Give again, unaltered, the lines of the listing below that run from the line having "[locate] the shrub" through the line having "[locate] the black plastic".

**Records for this exercise**
....................

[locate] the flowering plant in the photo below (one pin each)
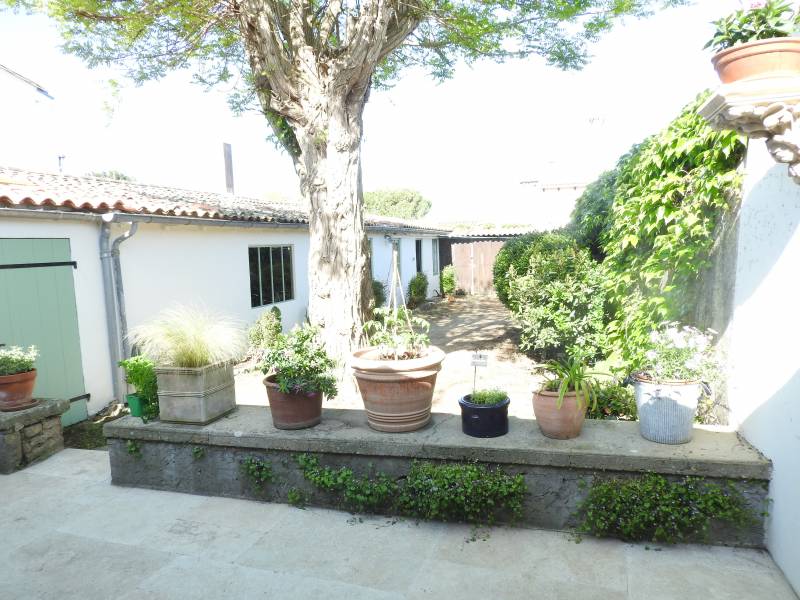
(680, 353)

....................

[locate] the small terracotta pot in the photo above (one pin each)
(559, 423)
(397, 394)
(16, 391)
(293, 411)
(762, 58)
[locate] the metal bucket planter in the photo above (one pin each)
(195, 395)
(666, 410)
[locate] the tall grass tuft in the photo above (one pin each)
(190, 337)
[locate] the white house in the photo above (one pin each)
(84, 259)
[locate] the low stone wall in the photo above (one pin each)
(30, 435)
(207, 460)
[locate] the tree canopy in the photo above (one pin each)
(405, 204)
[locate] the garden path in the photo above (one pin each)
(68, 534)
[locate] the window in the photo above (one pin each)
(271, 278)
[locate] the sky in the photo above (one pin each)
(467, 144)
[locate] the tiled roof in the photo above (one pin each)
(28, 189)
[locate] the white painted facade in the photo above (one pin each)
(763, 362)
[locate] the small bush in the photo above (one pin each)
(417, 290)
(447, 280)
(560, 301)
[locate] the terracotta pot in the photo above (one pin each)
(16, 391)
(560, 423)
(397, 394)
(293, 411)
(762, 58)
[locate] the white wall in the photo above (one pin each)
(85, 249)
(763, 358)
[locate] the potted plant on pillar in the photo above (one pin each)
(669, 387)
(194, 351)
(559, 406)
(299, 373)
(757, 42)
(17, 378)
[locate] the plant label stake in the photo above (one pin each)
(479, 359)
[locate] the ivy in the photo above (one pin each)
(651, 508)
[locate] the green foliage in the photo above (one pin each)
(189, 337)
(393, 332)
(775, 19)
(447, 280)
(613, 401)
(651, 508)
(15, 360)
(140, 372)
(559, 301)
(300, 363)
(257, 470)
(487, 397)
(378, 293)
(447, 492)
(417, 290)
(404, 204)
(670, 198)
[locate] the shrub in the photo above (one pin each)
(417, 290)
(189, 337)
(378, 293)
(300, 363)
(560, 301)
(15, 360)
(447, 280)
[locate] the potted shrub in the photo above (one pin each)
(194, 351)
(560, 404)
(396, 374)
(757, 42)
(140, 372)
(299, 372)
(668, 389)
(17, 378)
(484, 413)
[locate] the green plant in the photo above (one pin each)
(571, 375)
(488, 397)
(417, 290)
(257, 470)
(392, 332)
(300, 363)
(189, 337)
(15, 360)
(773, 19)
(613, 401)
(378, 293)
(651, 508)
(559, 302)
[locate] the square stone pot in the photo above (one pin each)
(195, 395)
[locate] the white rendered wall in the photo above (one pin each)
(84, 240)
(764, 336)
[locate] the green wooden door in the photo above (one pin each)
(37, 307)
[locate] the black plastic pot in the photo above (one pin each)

....................

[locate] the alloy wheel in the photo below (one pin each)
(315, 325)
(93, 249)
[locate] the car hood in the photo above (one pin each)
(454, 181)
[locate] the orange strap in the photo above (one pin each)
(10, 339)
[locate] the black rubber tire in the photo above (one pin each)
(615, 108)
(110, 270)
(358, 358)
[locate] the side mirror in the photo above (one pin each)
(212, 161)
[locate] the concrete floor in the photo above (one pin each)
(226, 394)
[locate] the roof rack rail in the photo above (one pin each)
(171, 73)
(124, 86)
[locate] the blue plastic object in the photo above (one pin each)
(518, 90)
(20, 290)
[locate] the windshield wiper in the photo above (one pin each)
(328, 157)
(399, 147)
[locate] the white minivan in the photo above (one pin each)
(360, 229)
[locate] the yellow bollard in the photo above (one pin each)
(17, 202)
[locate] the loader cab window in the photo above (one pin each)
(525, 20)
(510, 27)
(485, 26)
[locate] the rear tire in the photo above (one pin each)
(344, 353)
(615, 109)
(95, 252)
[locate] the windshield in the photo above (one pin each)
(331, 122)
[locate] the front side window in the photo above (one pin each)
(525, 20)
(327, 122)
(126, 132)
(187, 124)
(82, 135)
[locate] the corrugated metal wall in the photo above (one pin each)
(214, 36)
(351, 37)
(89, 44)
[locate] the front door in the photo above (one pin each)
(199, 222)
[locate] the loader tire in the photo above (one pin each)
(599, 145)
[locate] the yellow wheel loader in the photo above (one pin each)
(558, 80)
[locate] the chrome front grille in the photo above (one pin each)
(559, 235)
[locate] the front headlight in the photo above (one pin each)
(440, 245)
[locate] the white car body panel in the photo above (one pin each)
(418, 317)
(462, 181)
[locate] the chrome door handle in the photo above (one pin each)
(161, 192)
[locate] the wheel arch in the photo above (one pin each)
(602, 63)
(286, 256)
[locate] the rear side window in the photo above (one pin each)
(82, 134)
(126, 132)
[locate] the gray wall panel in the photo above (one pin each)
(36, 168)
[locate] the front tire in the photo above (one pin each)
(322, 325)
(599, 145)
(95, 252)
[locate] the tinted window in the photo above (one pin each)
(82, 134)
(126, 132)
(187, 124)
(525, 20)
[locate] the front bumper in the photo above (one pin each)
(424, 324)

....................

**Written answer**
[locate] the shrub in the photo above (one pin each)
(417, 290)
(189, 337)
(378, 293)
(300, 363)
(560, 301)
(15, 360)
(447, 280)
[locate] the potted shrub in the photo above (one pin each)
(194, 351)
(560, 404)
(396, 374)
(757, 42)
(140, 372)
(299, 372)
(668, 389)
(17, 378)
(484, 413)
[locate] the green plant in the photo above (one pin each)
(571, 375)
(488, 397)
(417, 290)
(257, 470)
(392, 332)
(300, 363)
(189, 337)
(15, 360)
(773, 19)
(613, 401)
(378, 293)
(651, 508)
(559, 302)
[locate] the square stone pot in the photo above (one pin each)
(195, 395)
[locate] the white rendered wall in the photo above (one pin each)
(84, 240)
(764, 336)
[locate] the green wooden door in the photo above (one pin each)
(37, 307)
[locate] the black plastic pot in the photo above (one pin each)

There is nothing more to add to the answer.